***** PAGE EXCERPT

Coating Nanotubes With Aluminum Oxide Lowers Risk of Lung Injury
A new study from North Carolina State University and the National Institute of Environmental Health Sciences (NIEHS) finds that coating multiwalled carbon nanotubes (CNTs) with aluminum oxide reduces the risk of lung scarring, or pulmonary fibrosis, in mice.
“This could be an important finding in the larger field of work that aims to predict and prevent future diseases associated with engineered nanomaterials,” says James Bonner, a professor of environmental and molecular toxicology at NC State and senior author of a paper describing the work. “Our goal is to find ways to make sure that carbon nanotubes don’t become the next asbestos.”
Multiwalled CNTs have a wide array of applications, ranging from sporting goods to electronic devices. And while these materials have not been associated with adverse health effects in humans, research has found that multi-walled CNTs can cause pulmonary fibrosis and lung inflammation in animal models.

**********
***** EXERCISE DATA

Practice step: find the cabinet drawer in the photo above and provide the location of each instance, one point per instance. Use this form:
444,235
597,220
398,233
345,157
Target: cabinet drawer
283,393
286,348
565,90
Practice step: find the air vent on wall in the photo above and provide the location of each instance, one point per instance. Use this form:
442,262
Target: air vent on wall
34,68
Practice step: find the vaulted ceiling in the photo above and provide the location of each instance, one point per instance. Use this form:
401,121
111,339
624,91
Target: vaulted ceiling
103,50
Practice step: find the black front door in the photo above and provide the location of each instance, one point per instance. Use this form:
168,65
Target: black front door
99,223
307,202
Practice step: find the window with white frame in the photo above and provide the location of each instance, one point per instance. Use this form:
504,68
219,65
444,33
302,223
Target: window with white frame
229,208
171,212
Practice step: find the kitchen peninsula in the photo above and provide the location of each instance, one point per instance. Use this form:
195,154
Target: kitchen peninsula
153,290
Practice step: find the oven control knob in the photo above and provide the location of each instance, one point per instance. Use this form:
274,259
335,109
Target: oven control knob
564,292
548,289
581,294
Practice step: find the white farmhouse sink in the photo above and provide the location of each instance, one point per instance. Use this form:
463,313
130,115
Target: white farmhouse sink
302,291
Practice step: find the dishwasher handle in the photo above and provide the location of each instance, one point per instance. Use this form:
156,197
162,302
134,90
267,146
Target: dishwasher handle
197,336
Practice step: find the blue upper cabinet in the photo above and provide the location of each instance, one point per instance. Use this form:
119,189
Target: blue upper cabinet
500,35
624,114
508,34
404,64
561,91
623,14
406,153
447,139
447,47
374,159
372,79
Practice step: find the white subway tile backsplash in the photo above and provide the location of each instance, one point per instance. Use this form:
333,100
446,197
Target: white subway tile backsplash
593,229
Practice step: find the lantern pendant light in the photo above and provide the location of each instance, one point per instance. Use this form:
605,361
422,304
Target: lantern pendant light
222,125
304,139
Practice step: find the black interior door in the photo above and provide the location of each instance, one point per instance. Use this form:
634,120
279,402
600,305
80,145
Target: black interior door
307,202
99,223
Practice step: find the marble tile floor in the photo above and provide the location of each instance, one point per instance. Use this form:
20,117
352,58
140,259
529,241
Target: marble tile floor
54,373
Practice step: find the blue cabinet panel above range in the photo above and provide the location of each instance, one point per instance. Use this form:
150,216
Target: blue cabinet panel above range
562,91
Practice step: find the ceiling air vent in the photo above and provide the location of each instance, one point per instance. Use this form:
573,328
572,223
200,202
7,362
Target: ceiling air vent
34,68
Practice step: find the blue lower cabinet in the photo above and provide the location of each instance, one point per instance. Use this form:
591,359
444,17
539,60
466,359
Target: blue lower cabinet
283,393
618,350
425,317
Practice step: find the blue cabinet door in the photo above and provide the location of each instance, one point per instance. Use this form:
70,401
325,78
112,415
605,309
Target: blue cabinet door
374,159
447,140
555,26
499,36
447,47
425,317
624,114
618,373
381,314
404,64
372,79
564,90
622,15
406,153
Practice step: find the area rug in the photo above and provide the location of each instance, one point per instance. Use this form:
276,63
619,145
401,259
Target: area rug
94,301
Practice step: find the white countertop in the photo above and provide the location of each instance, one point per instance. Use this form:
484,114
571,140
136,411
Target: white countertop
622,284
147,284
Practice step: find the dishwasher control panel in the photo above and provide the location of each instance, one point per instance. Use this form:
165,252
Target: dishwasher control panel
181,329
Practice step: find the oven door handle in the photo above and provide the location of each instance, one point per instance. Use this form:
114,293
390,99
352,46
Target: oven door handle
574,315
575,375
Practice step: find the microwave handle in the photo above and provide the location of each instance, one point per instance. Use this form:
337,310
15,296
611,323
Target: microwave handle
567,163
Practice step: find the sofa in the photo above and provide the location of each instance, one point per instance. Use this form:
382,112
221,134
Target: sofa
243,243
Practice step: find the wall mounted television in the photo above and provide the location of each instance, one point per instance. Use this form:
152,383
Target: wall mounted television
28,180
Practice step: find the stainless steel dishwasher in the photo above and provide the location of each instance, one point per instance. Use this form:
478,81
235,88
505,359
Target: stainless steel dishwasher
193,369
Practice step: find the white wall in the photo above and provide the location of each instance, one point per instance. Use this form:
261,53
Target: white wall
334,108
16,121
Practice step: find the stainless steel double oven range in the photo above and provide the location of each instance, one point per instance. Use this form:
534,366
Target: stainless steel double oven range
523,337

**********

*DIRECTIONS*
- a) Check each statement against the nanotube article and answer yes or no, quoting the words that decide it. (i) The coating's effect was found in mice. (ii) Multiwalled carbon nanotubes have been linked to adverse health effects in humans. (iii) James Bonner is the senior author of the paper.
- b) Name every material or substance mentioned in the nanotube article.
- c) Carry the nanotube article forward from its last sentence.

*SOLVED TASKS*
- a)
(i) Yes: "reduces the risk of lung scarring, or pulmonary fibrosis, in mice."
(ii) No: "these materials have not been associated with adverse health effects in humans"
(iii) Yes: "senior author of a paper describing the work"

- b) multiwalled carbon nanotubes (CNTs), aluminum oxide, engineered nanomaterials, asbestos

- c)
“Because multiwalled CNTs are increasingly used in a wide variety of products, it seems likely that humans will be exposed to them at some point,” Bonner says. “That means it’s important for us to understand these materials and the potential risk they pose to human health. The more we know, the better we’ll be able to engineer safer materials.”
For this study, the researchers used atomic layer deposition to coat multiwalled CNTs with a thin film of aluminum oxide and exposed mice to a single dose of the CNTs, via inhalation.
The researchers found that CNTs coated with aluminum oxide were significantly less likely to cause pulmonary fibrosis in mice. However, the coating of aluminum oxide did not prevent lung inflammation.
“The aluminum oxide coating doesn’t eliminate health risks related to multi-walled CNTs,” Bonner says, “but it does lower them.”
The paper, “Atomic Layer Deposition Coating of Carbon Nanotubes with Aluminum Oxide Alters Pro-Fibrogenic Cytokine Expression by Human Mononuclear Phagocytes In Vitro and Reduces Lung Fibrosis in Mice In Vivo,” is open access and was published in the journal PLOS ONE. Lead author of the paper is Alexia J. Taylor of NC State. Co-authors are Kelly A. Shipkowski, Elizabeth A. Thompson, Christina D. McClure, and Gregory N. Parsons of NC State; and Salik Hussain and Stavros Garantziotis of NIEHS.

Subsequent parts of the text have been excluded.